# Start of Given data

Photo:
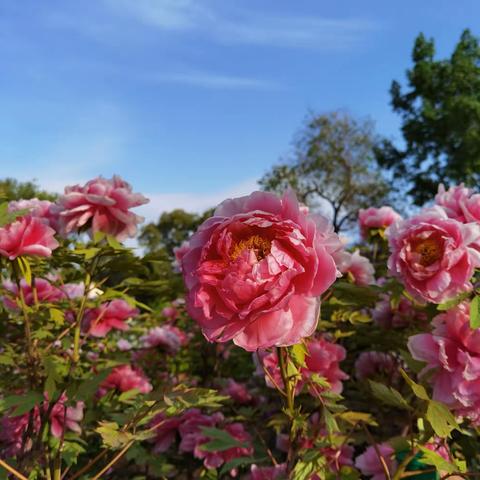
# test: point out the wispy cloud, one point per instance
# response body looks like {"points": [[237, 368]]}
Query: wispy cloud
{"points": [[213, 80], [236, 26]]}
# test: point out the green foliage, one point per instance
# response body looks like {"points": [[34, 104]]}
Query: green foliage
{"points": [[440, 114]]}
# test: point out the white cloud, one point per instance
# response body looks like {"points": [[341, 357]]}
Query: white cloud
{"points": [[192, 202], [213, 80], [246, 26]]}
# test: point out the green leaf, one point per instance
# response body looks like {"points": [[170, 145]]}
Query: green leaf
{"points": [[441, 419], [418, 390], [220, 440], [475, 313], [388, 395]]}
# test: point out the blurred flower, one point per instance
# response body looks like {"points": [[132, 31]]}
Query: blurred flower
{"points": [[102, 205], [255, 270]]}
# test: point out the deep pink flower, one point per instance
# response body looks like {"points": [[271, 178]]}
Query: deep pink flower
{"points": [[277, 472], [111, 315], [65, 418], [255, 270], [165, 433], [452, 200], [46, 292], [125, 378], [369, 463], [170, 312], [238, 392], [102, 205], [402, 315], [376, 218], [13, 429], [27, 236], [44, 210], [358, 267], [433, 255], [372, 364], [452, 352], [167, 336]]}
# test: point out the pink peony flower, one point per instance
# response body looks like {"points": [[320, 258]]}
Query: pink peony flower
{"points": [[44, 210], [170, 312], [102, 205], [46, 293], [373, 364], [452, 200], [125, 378], [165, 433], [238, 392], [452, 353], [277, 472], [12, 432], [255, 270], [65, 418], [370, 464], [404, 314], [376, 218], [111, 315], [358, 267], [27, 236], [433, 255], [167, 336]]}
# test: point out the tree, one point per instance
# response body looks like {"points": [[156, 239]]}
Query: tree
{"points": [[333, 167], [440, 112], [11, 189], [171, 230]]}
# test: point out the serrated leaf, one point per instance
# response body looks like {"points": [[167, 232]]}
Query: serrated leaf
{"points": [[388, 395]]}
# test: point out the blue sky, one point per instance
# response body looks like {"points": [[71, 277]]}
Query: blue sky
{"points": [[193, 100]]}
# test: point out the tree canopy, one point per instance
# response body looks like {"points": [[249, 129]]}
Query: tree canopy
{"points": [[440, 115], [332, 168]]}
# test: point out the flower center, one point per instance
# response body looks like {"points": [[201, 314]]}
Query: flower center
{"points": [[430, 251], [259, 245]]}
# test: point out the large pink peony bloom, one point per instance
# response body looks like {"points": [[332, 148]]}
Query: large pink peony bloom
{"points": [[452, 352], [111, 315], [255, 270], [357, 267], [433, 254], [376, 218], [167, 336], [27, 236], [102, 205], [44, 210], [125, 378], [65, 418], [370, 464], [452, 200]]}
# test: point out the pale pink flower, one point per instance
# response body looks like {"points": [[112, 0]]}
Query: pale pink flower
{"points": [[433, 255], [111, 315], [125, 378], [46, 293], [277, 472], [452, 354], [27, 236], [376, 218], [358, 267], [238, 392], [167, 336], [64, 418], [370, 464], [44, 210], [103, 206], [255, 270], [373, 364], [452, 200]]}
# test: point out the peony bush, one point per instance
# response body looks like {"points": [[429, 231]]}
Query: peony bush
{"points": [[263, 347]]}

# End of Given data

Can you write out the entries again, from the line containing "# test: point out the peony" through the end of the entries, with every point coordinate in the answers shifted up by 84 and everything else, requests included, left the same?

# test: point out the peony bush, one point per instance
# response body looks like {"points": [[429, 231]]}
Query: peony bush
{"points": [[347, 431]]}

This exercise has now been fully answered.